(Region pointing data)
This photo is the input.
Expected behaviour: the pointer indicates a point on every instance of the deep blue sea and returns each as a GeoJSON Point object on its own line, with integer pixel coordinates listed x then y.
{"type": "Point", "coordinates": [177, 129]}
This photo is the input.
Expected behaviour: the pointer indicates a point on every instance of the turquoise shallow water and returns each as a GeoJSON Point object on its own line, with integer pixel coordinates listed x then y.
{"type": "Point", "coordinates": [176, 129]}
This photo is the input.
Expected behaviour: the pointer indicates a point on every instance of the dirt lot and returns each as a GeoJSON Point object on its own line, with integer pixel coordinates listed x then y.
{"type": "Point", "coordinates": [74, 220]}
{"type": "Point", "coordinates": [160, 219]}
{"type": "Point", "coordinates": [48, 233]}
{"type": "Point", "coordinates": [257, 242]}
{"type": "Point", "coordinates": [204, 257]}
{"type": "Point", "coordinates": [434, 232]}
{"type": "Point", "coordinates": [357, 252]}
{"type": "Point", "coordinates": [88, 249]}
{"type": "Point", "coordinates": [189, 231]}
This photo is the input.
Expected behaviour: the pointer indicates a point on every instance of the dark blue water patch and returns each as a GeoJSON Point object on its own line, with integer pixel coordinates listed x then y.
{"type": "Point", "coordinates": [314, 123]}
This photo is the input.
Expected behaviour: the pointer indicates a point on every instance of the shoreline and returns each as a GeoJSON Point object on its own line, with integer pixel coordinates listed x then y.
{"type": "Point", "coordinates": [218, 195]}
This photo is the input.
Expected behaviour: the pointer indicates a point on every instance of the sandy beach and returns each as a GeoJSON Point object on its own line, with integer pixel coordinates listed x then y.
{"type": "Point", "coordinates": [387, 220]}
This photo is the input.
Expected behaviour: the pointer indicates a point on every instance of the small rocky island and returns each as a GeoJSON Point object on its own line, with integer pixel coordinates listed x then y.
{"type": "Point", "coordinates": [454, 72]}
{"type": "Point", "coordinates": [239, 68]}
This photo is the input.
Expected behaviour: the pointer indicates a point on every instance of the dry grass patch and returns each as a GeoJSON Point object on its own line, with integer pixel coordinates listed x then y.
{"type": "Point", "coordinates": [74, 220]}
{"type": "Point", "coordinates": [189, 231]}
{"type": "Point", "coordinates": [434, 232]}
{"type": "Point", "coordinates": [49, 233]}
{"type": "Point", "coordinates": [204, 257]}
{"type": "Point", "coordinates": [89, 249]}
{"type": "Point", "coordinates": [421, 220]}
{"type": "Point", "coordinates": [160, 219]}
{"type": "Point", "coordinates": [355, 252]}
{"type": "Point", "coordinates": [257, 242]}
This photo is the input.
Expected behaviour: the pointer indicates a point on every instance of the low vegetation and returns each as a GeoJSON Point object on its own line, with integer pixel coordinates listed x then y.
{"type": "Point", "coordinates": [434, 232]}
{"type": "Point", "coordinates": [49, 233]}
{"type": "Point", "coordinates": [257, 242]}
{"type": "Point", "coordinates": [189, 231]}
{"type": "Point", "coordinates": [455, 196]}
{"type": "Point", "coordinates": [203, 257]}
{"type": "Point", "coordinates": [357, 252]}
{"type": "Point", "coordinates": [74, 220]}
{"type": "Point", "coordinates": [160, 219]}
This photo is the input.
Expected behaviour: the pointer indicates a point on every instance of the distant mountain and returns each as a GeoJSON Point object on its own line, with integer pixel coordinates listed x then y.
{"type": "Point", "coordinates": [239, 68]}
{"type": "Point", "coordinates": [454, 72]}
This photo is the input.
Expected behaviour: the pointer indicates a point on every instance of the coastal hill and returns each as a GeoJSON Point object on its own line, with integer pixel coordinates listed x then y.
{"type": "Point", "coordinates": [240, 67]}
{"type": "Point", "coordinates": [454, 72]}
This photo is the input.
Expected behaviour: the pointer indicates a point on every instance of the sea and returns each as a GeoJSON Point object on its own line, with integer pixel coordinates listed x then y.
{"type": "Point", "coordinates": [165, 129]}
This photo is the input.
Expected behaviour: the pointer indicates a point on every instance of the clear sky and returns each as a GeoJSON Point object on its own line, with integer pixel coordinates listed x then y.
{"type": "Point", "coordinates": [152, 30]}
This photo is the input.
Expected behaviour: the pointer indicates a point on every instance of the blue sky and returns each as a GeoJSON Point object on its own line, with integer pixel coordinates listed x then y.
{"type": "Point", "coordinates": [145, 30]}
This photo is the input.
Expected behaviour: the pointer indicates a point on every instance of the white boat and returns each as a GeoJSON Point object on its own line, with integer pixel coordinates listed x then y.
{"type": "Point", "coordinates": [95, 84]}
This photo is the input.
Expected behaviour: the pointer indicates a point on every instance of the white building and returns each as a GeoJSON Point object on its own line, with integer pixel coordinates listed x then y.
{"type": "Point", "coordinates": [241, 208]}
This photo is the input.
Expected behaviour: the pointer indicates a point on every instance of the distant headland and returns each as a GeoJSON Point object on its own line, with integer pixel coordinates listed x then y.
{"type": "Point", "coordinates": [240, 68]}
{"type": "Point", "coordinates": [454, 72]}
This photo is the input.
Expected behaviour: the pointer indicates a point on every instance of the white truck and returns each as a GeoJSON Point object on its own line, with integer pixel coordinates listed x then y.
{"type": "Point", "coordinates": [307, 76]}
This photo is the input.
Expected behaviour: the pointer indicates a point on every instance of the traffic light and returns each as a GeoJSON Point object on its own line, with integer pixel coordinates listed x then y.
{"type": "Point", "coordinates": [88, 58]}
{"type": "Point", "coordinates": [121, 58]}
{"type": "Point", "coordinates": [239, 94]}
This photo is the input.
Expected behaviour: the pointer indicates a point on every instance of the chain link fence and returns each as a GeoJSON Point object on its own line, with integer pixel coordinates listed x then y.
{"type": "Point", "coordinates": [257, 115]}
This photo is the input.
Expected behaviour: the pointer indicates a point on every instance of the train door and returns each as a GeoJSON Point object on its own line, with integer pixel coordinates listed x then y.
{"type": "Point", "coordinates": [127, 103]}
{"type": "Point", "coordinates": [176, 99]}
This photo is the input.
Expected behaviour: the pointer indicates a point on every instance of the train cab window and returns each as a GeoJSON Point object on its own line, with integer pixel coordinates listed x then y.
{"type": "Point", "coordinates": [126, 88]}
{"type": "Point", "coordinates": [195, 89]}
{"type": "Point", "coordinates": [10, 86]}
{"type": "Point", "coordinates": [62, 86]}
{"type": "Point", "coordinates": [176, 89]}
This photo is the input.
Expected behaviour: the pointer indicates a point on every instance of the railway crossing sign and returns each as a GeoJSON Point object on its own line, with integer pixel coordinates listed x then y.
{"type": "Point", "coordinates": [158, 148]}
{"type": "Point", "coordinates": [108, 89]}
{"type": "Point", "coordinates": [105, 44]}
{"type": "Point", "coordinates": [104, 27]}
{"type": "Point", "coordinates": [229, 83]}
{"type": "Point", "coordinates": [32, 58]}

* **Prompt**
What is needed is an exact restatement of every record above.

* **Written solution**
This photo is the input.
Expected behaviour: the pointer indicates a point on every instance of the deep blue sea and returns each as a GeoJSON Point object on its own line, with integer pixel coordinates listed x then y.
{"type": "Point", "coordinates": [177, 129]}
This photo is the input.
Expected behaviour: the pointer indicates a point on every instance of the turquoise shallow water and returns each as a GeoJSON Point object on its own line, with integer pixel coordinates listed x then y.
{"type": "Point", "coordinates": [176, 129]}
This photo is the input.
Expected behaviour: the pointer indicates a point on every instance of the dirt lot and returns each as a GeoJSON Point object on its own line, with integer pixel coordinates listed x then y.
{"type": "Point", "coordinates": [74, 220]}
{"type": "Point", "coordinates": [160, 219]}
{"type": "Point", "coordinates": [48, 233]}
{"type": "Point", "coordinates": [257, 242]}
{"type": "Point", "coordinates": [204, 257]}
{"type": "Point", "coordinates": [434, 232]}
{"type": "Point", "coordinates": [357, 252]}
{"type": "Point", "coordinates": [88, 249]}
{"type": "Point", "coordinates": [189, 231]}
This photo is the input.
Expected behaviour: the pointer indicates a point on every instance of the dark blue water patch and returns each as a GeoJSON Point object on its own line, with integer pixel coordinates listed x then y.
{"type": "Point", "coordinates": [314, 123]}
This photo is the input.
Expected behaviour: the pointer indicates a point on every instance of the shoreline and returns each as a GeoJSON Point object on its own line, with integer pixel coordinates listed x then y.
{"type": "Point", "coordinates": [218, 195]}
This photo is the input.
Expected behaviour: the pointer indicates a point on every instance of the sandy beach and returns each as a GeoJSON Point object on its own line, with integer pixel coordinates listed x then y.
{"type": "Point", "coordinates": [387, 220]}
This photo is the input.
Expected behaviour: the pointer indicates a point on every instance of the small rocky island and returns each as a GeoJSON Point object on its own line, with integer pixel coordinates listed x then y.
{"type": "Point", "coordinates": [454, 72]}
{"type": "Point", "coordinates": [239, 68]}
This photo is the input.
Expected behaviour: the pointer indicates a point on every instance of the dry grass patch and returns each as a GeoJSON Point object on its own line, with integer pixel coordinates listed x then y.
{"type": "Point", "coordinates": [74, 220]}
{"type": "Point", "coordinates": [189, 231]}
{"type": "Point", "coordinates": [434, 232]}
{"type": "Point", "coordinates": [49, 233]}
{"type": "Point", "coordinates": [204, 257]}
{"type": "Point", "coordinates": [89, 249]}
{"type": "Point", "coordinates": [421, 220]}
{"type": "Point", "coordinates": [160, 219]}
{"type": "Point", "coordinates": [355, 252]}
{"type": "Point", "coordinates": [257, 242]}
This photo is the input.
Expected behaviour: the pointer indicates a point on every instance of the low vegetation and returns each as a GeoJSON Point object on its own line, with integer pixel coordinates listed x then y.
{"type": "Point", "coordinates": [434, 232]}
{"type": "Point", "coordinates": [49, 233]}
{"type": "Point", "coordinates": [257, 242]}
{"type": "Point", "coordinates": [189, 231]}
{"type": "Point", "coordinates": [455, 196]}
{"type": "Point", "coordinates": [203, 257]}
{"type": "Point", "coordinates": [357, 252]}
{"type": "Point", "coordinates": [74, 220]}
{"type": "Point", "coordinates": [160, 219]}
This photo is the input.
Expected behaviour: the pointer indicates a point on every instance of the distant mountain and returns each as a GeoJSON Point object on its own line, with integer pixel coordinates listed x then y.
{"type": "Point", "coordinates": [239, 68]}
{"type": "Point", "coordinates": [454, 72]}
This photo is the input.
Expected behaviour: the pointer indicates a point on every instance of the coastal hill and returns each as a GeoJSON Point object on its own line, with integer pixel coordinates listed x then y.
{"type": "Point", "coordinates": [240, 67]}
{"type": "Point", "coordinates": [454, 72]}
This photo is the input.
Expected behaviour: the pointer indicates a point on every instance of the sea and returns each as a GeoJSON Point object on its own line, with integer pixel coordinates listed x then y.
{"type": "Point", "coordinates": [165, 129]}
This photo is the input.
Expected behaviour: the pointer indicates a point on every instance of the clear sky and returns each as a GeoJSON Point object on its own line, with integer pixel coordinates listed x then y.
{"type": "Point", "coordinates": [152, 30]}
This photo is the input.
Expected behaviour: the pointer indicates a point on every instance of the blue sky and returns each as a GeoJSON Point object on its own line, with integer pixel coordinates listed x then y.
{"type": "Point", "coordinates": [145, 30]}
This photo is the input.
Expected behaviour: the pointer indicates a point on every instance of the white boat and returns each as a GeoJSON Point object on its own line, with integer pixel coordinates listed x then y.
{"type": "Point", "coordinates": [95, 84]}
This photo is the input.
Expected behaviour: the pointer indicates a point on every instance of the white building and returns each as a GeoJSON Point object on its own line, with integer pixel coordinates listed x then y.
{"type": "Point", "coordinates": [241, 208]}
This photo is the input.
Expected behaviour: the pointer indicates a point on every instance of the distant headland and returns each as a GeoJSON Point object on its own line, with integer pixel coordinates listed x then y.
{"type": "Point", "coordinates": [240, 68]}
{"type": "Point", "coordinates": [454, 72]}
This photo is the input.
Expected behaviour: the pointer indicates a point on every instance of the white truck and returns each as a GeoJSON Point object on its own line, with integer pixel coordinates listed x then y.
{"type": "Point", "coordinates": [307, 76]}
This photo is the input.
Expected behaviour: the pointer indicates a point on every instance of the traffic light and returns each as a GeoJSON Point object on its own line, with integer pixel coordinates listed x then y.
{"type": "Point", "coordinates": [88, 58]}
{"type": "Point", "coordinates": [121, 58]}
{"type": "Point", "coordinates": [239, 94]}
This photo is the input.
Expected behaviour: the pointer indicates a point on every instance of the chain link fence and returns each as a GeoJSON Point object on its own line, with integer pixel coordinates listed x then y.
{"type": "Point", "coordinates": [257, 115]}
This photo is the input.
Expected behaviour: the pointer indicates a point on every instance of the train door and returns each as a GeoJSON Point object on its own line, with integer pixel coordinates listed x then y.
{"type": "Point", "coordinates": [127, 103]}
{"type": "Point", "coordinates": [176, 99]}
This photo is the input.
Expected behaviour: the pointer indicates a point on every instance of the train cab window and returns each as a GeoJSON Point object on its own line, with integer pixel coordinates listed x then y.
{"type": "Point", "coordinates": [126, 88]}
{"type": "Point", "coordinates": [195, 89]}
{"type": "Point", "coordinates": [10, 86]}
{"type": "Point", "coordinates": [62, 86]}
{"type": "Point", "coordinates": [176, 89]}
This photo is the input.
Expected behaviour: the pointer indicates a point on every instance of the railway crossing sign and returns each as a GeoJSON Point object on its own line, with integer pixel coordinates listed x then y.
{"type": "Point", "coordinates": [158, 148]}
{"type": "Point", "coordinates": [108, 89]}
{"type": "Point", "coordinates": [105, 44]}
{"type": "Point", "coordinates": [104, 27]}
{"type": "Point", "coordinates": [229, 83]}
{"type": "Point", "coordinates": [32, 58]}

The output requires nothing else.